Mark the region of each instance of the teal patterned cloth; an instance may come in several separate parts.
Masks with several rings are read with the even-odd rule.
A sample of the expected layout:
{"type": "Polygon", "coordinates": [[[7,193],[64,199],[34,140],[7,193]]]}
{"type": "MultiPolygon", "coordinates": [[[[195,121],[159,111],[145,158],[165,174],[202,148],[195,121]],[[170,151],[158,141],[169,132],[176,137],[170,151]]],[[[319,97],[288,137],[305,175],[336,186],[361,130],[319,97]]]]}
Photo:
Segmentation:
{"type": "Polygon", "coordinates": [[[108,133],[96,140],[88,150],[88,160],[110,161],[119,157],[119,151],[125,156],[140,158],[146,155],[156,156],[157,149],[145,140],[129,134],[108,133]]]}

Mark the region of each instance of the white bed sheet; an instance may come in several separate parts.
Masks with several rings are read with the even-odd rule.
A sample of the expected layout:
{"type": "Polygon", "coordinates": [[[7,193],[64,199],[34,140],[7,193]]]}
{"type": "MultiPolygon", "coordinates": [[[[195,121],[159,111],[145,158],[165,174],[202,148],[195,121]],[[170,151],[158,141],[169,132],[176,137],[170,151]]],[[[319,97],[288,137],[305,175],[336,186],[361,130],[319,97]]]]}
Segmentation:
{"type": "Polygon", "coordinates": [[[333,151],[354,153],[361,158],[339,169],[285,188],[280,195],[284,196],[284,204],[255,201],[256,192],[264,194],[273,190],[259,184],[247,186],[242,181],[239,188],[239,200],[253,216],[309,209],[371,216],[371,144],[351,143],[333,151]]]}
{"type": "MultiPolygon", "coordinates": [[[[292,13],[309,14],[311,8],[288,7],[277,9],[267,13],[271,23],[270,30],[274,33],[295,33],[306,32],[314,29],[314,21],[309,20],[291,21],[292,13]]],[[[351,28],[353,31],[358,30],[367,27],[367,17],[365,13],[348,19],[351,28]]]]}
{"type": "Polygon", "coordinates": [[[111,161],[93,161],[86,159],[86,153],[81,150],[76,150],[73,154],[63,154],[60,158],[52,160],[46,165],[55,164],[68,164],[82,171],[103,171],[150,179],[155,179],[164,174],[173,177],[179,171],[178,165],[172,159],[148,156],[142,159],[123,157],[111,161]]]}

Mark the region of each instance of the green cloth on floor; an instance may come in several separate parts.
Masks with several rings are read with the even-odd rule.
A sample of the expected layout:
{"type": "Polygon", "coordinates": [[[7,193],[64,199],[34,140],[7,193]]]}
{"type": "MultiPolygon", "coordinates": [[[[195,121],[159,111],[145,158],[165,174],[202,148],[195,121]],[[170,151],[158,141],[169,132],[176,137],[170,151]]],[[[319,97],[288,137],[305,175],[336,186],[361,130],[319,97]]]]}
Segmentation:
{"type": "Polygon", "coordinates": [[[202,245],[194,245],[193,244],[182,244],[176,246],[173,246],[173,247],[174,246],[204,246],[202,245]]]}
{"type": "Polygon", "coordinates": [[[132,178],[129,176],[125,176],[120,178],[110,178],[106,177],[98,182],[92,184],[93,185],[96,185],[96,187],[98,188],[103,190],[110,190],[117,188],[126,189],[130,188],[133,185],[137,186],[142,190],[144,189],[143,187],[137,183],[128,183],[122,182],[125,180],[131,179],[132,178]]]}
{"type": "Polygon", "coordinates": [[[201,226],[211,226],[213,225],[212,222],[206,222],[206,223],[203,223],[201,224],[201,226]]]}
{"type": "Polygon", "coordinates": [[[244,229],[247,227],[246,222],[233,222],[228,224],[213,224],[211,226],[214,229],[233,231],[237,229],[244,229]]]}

■ Problem details ■
Write every line above as a JSON array of strings, one string per line, leaving out the blank lines.

■ Reply to the task ■
[
  "Mark the region of each instance of the teal patterned cloth; an instance may come in several separate parts.",
  "Masks with several rings are read with the even-odd rule.",
  "A sample of the expected layout:",
  "{\"type\": \"Polygon\", \"coordinates\": [[[7,193],[64,199],[34,140],[7,193]]]}",
  "{\"type\": \"MultiPolygon\", \"coordinates\": [[[[195,121],[159,111],[145,158],[165,174],[202,148],[195,121]],[[170,151],[158,141],[169,132],[176,137],[170,151]]],[[[319,97],[288,137],[305,175],[336,186],[361,130],[319,97]]]]}",
  "Photo:",
  "Segmentation:",
  "{\"type\": \"Polygon\", \"coordinates\": [[[108,133],[96,140],[88,150],[88,160],[110,161],[119,157],[119,151],[125,156],[140,158],[146,155],[156,156],[157,149],[145,140],[129,134],[108,133]]]}",
  "Mark the region of each instance of the white bed sheet; an instance may come in several separate parts.",
  "Masks with several rings are read with the even-odd rule.",
  "A sample of the expected layout:",
  "{\"type\": \"Polygon\", \"coordinates\": [[[7,193],[64,199],[34,140],[7,193]]]}",
  "{\"type\": \"MultiPolygon\", \"coordinates\": [[[[195,121],[159,111],[145,158],[165,174],[202,148],[195,121]],[[170,151],[158,141],[169,132],[176,137],[170,151]]],[[[319,97],[288,137],[305,175],[336,186],[361,130],[319,97]]]]}",
  "Segmentation:",
  "{\"type\": \"Polygon\", \"coordinates\": [[[333,151],[354,153],[361,158],[339,169],[285,188],[280,195],[284,196],[284,204],[255,201],[256,192],[264,194],[273,190],[259,184],[247,186],[242,181],[239,188],[239,200],[253,216],[309,209],[371,216],[371,144],[351,143],[333,151]]]}",
  "{\"type\": \"MultiPolygon\", \"coordinates\": [[[[292,13],[309,14],[311,8],[288,7],[277,9],[267,13],[271,23],[270,30],[274,33],[295,33],[306,32],[314,29],[314,21],[309,20],[291,21],[292,13]]],[[[351,28],[353,31],[358,30],[367,27],[367,17],[365,13],[348,19],[351,28]]]]}",
  "{\"type\": \"Polygon\", \"coordinates\": [[[111,161],[93,161],[86,159],[86,153],[81,150],[76,150],[73,154],[63,154],[60,158],[52,160],[46,165],[55,164],[68,164],[82,171],[103,171],[150,179],[155,179],[164,174],[173,177],[179,171],[178,165],[172,159],[148,156],[142,159],[123,157],[111,161]]]}",
  "Mark the region of each instance of the green cloth on floor; an instance may come in several separate parts.",
  "Masks with several rings are read with the even-odd rule.",
  "A sample of the expected layout:",
  "{\"type\": \"Polygon\", \"coordinates\": [[[7,193],[64,199],[34,140],[7,193]]]}",
  "{\"type\": \"MultiPolygon\", \"coordinates\": [[[[195,121],[159,111],[145,158],[165,174],[202,148],[195,121]],[[170,151],[158,141],[169,132],[176,137],[170,151]]],[[[319,97],[288,137],[305,175],[336,186],[361,130],[319,97]]]]}",
  "Segmentation:",
  "{\"type\": \"Polygon\", \"coordinates\": [[[202,245],[194,245],[193,244],[182,244],[176,246],[173,246],[173,247],[174,246],[204,246],[202,245]]]}",
  "{\"type\": \"Polygon\", \"coordinates\": [[[132,178],[129,176],[125,176],[120,178],[110,178],[106,177],[98,182],[92,184],[93,185],[96,185],[96,187],[98,188],[103,190],[110,190],[117,188],[126,189],[130,188],[133,185],[137,186],[142,190],[144,189],[143,187],[137,183],[128,183],[122,182],[125,180],[131,179],[132,178]]]}",
  "{\"type\": \"Polygon\", \"coordinates\": [[[201,226],[211,226],[213,225],[212,222],[206,222],[206,223],[203,223],[201,224],[201,226]]]}",
  "{\"type\": \"Polygon\", \"coordinates\": [[[244,229],[247,227],[246,222],[233,222],[228,224],[213,224],[211,226],[214,229],[233,231],[237,229],[244,229]]]}"
]